-- Begin Extracted records --
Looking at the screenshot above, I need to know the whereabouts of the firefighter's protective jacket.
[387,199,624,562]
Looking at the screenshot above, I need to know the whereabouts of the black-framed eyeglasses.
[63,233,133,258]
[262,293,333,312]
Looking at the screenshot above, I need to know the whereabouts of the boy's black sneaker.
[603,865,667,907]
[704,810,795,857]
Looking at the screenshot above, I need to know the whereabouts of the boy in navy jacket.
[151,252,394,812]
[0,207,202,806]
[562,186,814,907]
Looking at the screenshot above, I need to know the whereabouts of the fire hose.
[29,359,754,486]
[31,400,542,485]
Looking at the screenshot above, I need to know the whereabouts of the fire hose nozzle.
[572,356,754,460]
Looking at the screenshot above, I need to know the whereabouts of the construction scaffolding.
-- End Extracted records --
[What the exercise asks] Rewrite all the entries above, putting "location" wherever "whereabouts" appears and keeping everything else the same.

[Solution to this exercise]
Looking at the screenshot above, I need to know the location of the firefighter's protective jacket.
[387,199,624,562]
Looking at the screenshot above, I need to know the location of the black-framed eyeglasses.
[63,233,133,258]
[262,293,333,312]
Looking at the screenshot above, I need to know the location of the boy's black sneaker.
[603,865,667,907]
[704,810,795,857]
Looking at the screenshot above, I need to know the location of the boy in navy jacket.
[151,252,394,812]
[0,207,202,806]
[562,186,814,907]
Looking at the screenshot above, I need to know the location of the fire hose.
[29,359,754,486]
[31,400,542,485]
Looking at the screenshot above, I need to know the location of the fire hose nozzle.
[572,356,754,460]
Looking at the screenshot above, I need to know the location of the construction scaffolding.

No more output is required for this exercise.